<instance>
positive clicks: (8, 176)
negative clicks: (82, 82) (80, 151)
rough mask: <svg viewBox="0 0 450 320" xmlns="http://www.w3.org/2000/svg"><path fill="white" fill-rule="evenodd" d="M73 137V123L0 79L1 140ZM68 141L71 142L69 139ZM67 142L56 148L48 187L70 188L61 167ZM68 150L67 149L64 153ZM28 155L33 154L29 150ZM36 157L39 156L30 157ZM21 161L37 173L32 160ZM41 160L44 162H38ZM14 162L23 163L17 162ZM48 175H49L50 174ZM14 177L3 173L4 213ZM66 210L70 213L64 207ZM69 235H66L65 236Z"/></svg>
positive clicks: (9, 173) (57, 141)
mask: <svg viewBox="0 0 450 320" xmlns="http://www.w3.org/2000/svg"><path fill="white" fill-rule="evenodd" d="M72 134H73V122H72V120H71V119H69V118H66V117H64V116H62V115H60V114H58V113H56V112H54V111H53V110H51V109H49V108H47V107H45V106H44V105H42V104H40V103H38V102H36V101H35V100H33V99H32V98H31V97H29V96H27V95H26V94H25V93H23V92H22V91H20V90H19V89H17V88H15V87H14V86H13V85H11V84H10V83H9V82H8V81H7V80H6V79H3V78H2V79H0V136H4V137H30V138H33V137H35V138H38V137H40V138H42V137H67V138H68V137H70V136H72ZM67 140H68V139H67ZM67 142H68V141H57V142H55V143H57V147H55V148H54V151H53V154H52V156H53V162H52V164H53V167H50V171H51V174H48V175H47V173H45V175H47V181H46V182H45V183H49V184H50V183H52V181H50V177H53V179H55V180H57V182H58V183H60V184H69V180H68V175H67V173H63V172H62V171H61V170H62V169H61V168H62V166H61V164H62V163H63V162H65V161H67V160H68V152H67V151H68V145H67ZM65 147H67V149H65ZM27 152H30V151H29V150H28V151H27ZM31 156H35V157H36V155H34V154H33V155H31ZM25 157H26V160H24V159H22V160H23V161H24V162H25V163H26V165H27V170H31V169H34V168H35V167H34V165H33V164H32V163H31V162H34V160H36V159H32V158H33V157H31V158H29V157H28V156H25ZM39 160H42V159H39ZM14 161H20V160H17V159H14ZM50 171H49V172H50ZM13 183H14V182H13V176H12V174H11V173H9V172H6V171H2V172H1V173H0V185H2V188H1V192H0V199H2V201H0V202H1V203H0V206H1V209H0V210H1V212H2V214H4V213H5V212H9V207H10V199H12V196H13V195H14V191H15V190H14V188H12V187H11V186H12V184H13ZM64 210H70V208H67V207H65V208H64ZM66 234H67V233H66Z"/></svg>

→ **WORK INSTRUCTIONS**
Please copy everything from the start of the items down to and including the line that contains "positive clicks: (9, 173) (57, 141)", with no changes.

→ **ANSWER SPACE**
<instance>
positive clicks: (8, 176)
negative clicks: (82, 82) (80, 151)
rough mask: <svg viewBox="0 0 450 320" xmlns="http://www.w3.org/2000/svg"><path fill="white" fill-rule="evenodd" d="M73 137V123L0 79L1 140ZM68 141L71 142L69 139ZM67 142L56 148L48 187L70 188L61 167ZM68 150L67 149L64 153ZM28 155L33 154L29 150ZM36 157L39 156L30 157ZM21 161L37 173L32 160ZM41 160L44 162H38ZM14 162L23 163L17 162ZM48 175H49L50 174ZM14 177L3 173L4 213ZM66 210L70 213L64 207ZM69 235H66L65 236Z"/></svg>
positive clicks: (9, 173) (57, 141)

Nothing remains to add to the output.